-- BEGIN PROVIDED RECORDS --

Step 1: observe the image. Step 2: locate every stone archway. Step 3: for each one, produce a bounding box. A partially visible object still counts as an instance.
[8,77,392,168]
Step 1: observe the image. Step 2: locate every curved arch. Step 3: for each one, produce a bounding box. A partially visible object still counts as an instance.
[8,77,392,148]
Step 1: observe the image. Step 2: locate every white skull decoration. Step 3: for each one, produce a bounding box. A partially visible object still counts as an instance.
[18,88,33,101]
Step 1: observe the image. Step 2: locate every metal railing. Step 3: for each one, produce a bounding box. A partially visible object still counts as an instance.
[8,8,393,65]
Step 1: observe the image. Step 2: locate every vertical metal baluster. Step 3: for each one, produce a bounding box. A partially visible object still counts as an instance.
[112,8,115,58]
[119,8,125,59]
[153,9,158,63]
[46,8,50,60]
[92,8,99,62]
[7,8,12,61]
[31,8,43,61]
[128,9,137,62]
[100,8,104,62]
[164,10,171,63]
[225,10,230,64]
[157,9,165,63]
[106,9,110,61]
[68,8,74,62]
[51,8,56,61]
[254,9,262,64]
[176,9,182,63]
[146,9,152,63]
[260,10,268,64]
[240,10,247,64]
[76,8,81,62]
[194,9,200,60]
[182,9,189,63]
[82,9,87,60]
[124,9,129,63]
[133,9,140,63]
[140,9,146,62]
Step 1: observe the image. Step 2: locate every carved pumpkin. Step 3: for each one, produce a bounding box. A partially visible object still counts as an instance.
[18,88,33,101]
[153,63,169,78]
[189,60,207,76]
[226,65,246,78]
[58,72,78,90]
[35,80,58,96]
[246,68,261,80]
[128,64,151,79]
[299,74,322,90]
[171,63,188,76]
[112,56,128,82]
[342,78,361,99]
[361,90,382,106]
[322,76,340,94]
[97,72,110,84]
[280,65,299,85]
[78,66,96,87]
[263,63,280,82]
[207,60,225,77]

-- END PROVIDED RECORDS --

*AIM:*
Put every line of the entries above into a Markdown table with the columns Number and Line, numbering the rows in order and leaving out any blank lines.

*RESPONSE TO THIS TASK:*
| Number | Line |
|---|---|
| 1 | Step 1: observe the image. Step 2: locate every stone archway. Step 3: for each one, produce a bounding box. A partially visible object still counts as an instance. |
| 2 | [8,77,392,168] |
| 3 | Step 1: observe the image. Step 2: locate every curved arch. Step 3: for each one, produce a bounding box. A partially visible object still counts as an instance. |
| 4 | [8,77,392,148] |
| 5 | Step 1: observe the image. Step 2: locate every white skull decoration. Step 3: for each one, produce a bounding box. A partially visible object still counts as an instance. |
| 6 | [18,88,33,101] |
| 7 | Step 1: observe the image. Step 2: locate every metal railing. Step 3: for each one, produce a bounding box. A partially visible object still counts as an instance. |
| 8 | [8,8,393,65] |
| 9 | Step 1: observe the image. Step 2: locate every vertical metal baluster. Step 3: for each one, produce a bounding box. A partially visible object still counts as an instance. |
| 10 | [112,8,115,58] |
| 11 | [119,8,125,59] |
| 12 | [153,9,158,63] |
| 13 | [46,8,50,60] |
| 14 | [92,8,99,62] |
| 15 | [7,8,12,61] |
| 16 | [31,8,43,61] |
| 17 | [128,9,137,62] |
| 18 | [100,8,104,62] |
| 19 | [164,10,171,63] |
| 20 | [225,10,230,64] |
| 21 | [157,9,165,63] |
| 22 | [106,9,110,61] |
| 23 | [68,8,74,62] |
| 24 | [51,8,56,61] |
| 25 | [254,9,262,64] |
| 26 | [176,9,182,63] |
| 27 | [146,9,152,63] |
| 28 | [260,10,268,64] |
| 29 | [240,10,247,64] |
| 30 | [76,8,81,62] |
| 31 | [194,9,200,60] |
| 32 | [182,9,189,63] |
| 33 | [82,9,87,60] |
| 34 | [124,9,129,63] |
| 35 | [133,9,140,63] |
| 36 | [140,9,146,62] |
| 37 | Step 1: observe the image. Step 2: locate every carved pumpkin. Step 3: for each one, produce a bounding box. A partially visible object still counts as an instance. |
| 38 | [18,88,33,101] |
| 39 | [153,63,169,78] |
| 40 | [189,60,207,76] |
| 41 | [226,65,246,78] |
| 42 | [58,72,78,90] |
| 43 | [35,80,58,96] |
| 44 | [246,68,261,80] |
| 45 | [128,64,151,79] |
| 46 | [299,74,322,90] |
| 47 | [171,63,188,76] |
| 48 | [112,56,128,82] |
| 49 | [342,78,361,99] |
| 50 | [361,90,382,106] |
| 51 | [322,76,340,94] |
| 52 | [97,72,110,84] |
| 53 | [280,65,299,85] |
| 54 | [78,66,96,87] |
| 55 | [263,63,280,82] |
| 56 | [207,60,225,77] |